Written problem
Recast the records as a Markdown table with the columns "Row" and "Line", numbering each line and leaving out blank lines. Include only the part that opens with the line containing "TARGET = front door handle" and runs through the end of the records.

Entries shown
####################
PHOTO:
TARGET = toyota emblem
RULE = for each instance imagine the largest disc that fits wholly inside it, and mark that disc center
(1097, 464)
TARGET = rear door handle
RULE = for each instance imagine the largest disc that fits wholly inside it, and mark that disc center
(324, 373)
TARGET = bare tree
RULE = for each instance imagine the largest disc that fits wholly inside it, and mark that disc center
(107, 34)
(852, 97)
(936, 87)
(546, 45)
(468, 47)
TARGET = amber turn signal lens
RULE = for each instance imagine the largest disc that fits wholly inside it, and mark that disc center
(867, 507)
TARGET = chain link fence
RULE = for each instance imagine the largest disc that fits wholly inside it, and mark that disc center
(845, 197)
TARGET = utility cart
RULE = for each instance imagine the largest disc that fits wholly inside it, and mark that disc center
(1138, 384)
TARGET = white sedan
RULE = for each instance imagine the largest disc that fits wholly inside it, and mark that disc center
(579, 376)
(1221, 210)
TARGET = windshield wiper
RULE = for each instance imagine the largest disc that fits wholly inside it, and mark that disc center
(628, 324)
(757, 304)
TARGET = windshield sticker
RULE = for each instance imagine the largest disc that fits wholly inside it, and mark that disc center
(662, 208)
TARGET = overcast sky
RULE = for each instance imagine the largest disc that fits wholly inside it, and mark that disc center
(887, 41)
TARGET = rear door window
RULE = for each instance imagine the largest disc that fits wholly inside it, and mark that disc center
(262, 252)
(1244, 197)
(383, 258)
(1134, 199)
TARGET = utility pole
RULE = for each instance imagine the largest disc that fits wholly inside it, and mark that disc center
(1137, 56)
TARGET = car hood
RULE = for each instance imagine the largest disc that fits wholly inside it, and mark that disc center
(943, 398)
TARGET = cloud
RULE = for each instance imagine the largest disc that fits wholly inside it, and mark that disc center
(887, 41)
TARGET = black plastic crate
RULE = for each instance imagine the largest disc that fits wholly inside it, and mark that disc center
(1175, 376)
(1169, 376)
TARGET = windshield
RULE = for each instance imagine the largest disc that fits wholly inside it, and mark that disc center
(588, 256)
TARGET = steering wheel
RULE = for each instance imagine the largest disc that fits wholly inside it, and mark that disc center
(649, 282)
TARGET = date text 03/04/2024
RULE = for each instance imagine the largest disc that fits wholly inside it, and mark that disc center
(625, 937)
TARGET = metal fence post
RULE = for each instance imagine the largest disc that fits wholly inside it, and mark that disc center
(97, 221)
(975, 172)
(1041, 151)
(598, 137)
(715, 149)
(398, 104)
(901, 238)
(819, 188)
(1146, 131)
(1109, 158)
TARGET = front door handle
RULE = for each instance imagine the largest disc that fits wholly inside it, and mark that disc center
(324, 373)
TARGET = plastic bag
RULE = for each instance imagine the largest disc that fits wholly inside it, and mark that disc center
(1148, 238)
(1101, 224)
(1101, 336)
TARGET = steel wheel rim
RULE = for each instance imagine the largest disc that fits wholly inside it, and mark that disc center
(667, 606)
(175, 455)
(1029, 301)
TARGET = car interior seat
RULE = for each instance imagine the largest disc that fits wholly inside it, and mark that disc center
####################
The reply
| Row | Line |
|---|---|
| 1 | TARGET = front door handle |
| 2 | RULE = for each instance imagine the largest disc that fits wholly inside it, and mark that disc center |
| 3 | (324, 373) |
| 4 | TARGET = plastic bag |
| 5 | RULE = for each instance imagine the largest disc that fits wholly inside it, and mark that disc center |
| 6 | (1148, 238) |
| 7 | (1101, 224) |
| 8 | (1101, 336) |
| 9 | TARGET = steel wheel rim |
| 10 | RULE = for each instance imagine the largest disc that fits wholly inside it, and mark that disc center |
| 11 | (667, 606) |
| 12 | (175, 455) |
| 13 | (1029, 301) |
| 14 | TARGET = car interior seat |
| 15 | RULE = for each instance imagine the largest disc that fits wholly inside it, and mark that disc center |